--- Texto seleccionado ---
Cuando el antiguo cartero murió de repente, Consolación, que tenía mucho olfato para las oportunidades, propuso a Baldomero rápidamente para ocupar el puesto. Ya sabes que antes las cosas no eran como ahora, una recomendación y voilà: cartero. Le regaló una preciosa cartera de cuero curtido y una bicicleta y le dijo: “Tú no te preocupes, yo me hago cargo de todo” Y así Baldomero, que conocía el pueblo y la comarca como la palma de su mano y a todos los vecinos como si fueran de su familia, se convirtió en el nuevo repartidor de sueños. Pero ¿cómo consiguieron engañar a todos y, lo imposible, llevar a cabo su trabajo a la perfección?

--- Objetivo 1 ---
Según el texto seleccionado, ¿qué le regaló Consolación a Baldomero?

--- Datos extraídos ---
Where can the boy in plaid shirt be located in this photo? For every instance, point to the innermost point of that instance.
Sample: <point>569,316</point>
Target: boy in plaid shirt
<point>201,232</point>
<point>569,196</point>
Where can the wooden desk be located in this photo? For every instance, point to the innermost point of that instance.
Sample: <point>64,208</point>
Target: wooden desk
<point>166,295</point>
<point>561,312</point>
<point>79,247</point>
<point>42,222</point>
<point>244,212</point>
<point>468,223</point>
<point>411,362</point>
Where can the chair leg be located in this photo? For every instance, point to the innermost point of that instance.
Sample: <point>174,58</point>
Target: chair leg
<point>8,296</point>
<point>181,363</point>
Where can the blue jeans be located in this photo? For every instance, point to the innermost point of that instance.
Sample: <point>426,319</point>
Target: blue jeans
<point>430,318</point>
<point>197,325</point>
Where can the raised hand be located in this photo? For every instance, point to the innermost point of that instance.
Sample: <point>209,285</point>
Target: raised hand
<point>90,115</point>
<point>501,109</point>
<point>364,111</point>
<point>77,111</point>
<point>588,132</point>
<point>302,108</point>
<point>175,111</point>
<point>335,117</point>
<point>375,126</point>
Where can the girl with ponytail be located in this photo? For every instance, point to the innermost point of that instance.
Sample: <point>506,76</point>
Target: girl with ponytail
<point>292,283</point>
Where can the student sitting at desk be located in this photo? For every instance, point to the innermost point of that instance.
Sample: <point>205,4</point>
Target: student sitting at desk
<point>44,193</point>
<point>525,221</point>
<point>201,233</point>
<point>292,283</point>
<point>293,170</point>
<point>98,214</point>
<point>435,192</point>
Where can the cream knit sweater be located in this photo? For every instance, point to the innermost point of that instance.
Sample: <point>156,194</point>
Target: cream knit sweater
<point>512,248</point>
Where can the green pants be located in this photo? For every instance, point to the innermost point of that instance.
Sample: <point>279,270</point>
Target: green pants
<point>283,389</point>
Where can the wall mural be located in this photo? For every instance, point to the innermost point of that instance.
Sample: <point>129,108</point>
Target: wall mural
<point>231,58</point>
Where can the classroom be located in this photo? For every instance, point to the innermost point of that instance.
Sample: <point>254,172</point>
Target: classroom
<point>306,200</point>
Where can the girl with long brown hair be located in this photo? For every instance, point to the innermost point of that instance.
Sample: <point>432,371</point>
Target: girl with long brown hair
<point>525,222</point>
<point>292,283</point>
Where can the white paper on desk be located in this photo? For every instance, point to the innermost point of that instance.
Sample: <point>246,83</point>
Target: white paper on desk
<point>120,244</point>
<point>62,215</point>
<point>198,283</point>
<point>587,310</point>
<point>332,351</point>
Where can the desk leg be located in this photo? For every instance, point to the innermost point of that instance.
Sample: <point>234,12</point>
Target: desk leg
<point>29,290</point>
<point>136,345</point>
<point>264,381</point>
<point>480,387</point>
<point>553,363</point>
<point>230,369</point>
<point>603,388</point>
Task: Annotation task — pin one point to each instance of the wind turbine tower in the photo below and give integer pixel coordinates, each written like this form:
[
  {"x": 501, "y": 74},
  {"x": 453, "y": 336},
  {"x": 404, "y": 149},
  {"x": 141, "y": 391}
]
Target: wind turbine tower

--- Objetivo 2 ---
Actualiza las filas desde la línea que contiene "Where can the white" hasta la línea que contiene "<point>603,388</point>", ambas incluidas, cambiando "desk leg" por "table leg" sin tocar nada más. Devuelve solo esas líneas.

--- Respuesta 1 ---
Una preciosa cartera de cuero curtido y una bicicleta.

--- Respuesta 2 ---
Where can the white paper on desk be located in this photo? For every instance, point to the innermost point of that instance.
Sample: <point>246,83</point>
Target: white paper on desk
<point>120,244</point>
<point>62,215</point>
<point>198,283</point>
<point>587,310</point>
<point>332,351</point>
Where can the table leg be located in this photo? For every instance, point to the innermost point of that instance.
Sample: <point>234,12</point>
Target: table leg
<point>29,290</point>
<point>136,345</point>
<point>264,381</point>
<point>480,387</point>
<point>553,363</point>
<point>230,369</point>
<point>603,388</point>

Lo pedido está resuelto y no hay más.